TASK GOAL. From the line with "the piano cabinet" onward, reproduce each line of the entries exactly, ending at the last one, and add nothing.

MATERIAL FOR THIS TASK.
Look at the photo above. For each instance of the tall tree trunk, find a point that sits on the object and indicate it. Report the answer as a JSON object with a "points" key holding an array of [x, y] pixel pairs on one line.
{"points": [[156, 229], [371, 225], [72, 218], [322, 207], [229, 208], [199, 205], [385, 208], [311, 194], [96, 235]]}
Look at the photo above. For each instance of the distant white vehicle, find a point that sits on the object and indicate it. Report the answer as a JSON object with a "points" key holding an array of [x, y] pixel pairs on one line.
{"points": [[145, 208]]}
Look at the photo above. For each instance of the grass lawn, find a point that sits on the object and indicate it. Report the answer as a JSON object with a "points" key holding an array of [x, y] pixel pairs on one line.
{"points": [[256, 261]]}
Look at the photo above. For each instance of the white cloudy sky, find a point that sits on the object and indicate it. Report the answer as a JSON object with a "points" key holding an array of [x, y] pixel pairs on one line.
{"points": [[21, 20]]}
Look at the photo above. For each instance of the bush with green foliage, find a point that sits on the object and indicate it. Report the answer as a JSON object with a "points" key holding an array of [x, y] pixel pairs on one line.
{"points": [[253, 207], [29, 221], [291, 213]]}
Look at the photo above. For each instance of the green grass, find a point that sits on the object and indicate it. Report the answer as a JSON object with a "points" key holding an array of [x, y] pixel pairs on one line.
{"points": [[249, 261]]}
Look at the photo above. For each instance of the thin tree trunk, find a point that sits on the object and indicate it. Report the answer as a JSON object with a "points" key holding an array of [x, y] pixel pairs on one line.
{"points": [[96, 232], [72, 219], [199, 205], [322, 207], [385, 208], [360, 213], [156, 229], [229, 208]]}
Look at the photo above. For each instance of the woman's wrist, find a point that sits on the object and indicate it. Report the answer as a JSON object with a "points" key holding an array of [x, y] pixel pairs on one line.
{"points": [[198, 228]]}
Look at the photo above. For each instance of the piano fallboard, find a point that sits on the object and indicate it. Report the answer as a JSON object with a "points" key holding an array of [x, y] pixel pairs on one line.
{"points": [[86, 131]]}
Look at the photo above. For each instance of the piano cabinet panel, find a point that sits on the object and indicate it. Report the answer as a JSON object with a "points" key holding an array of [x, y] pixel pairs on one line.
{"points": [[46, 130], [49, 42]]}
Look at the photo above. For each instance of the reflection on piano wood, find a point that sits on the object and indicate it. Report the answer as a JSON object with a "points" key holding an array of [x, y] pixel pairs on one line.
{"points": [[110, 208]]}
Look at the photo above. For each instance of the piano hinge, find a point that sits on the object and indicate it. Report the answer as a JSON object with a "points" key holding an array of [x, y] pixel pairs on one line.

WRITTEN RESPONSE.
Look at the photo above. For each instance of the piano cabinet panel, find a point that sits on the object and indicate it. Report the answer as a JSON object with a "points" key holding an array of [x, y] pixel pairs on one line.
{"points": [[46, 130], [49, 42]]}
Look at the photo above. For each instance of the reflection on piano wood, find a point that sits on the object and indicate it. Report the answer as a JSON object with a "points" key holding an array of [x, y] pixel pairs on one line.
{"points": [[110, 208]]}
Look at the photo above. For each instance of the piano hinge, find a point that sits on the object and indicate it. Report the answer as a JSON object with a "points" key holding an array of [x, y] pixel pairs on one line.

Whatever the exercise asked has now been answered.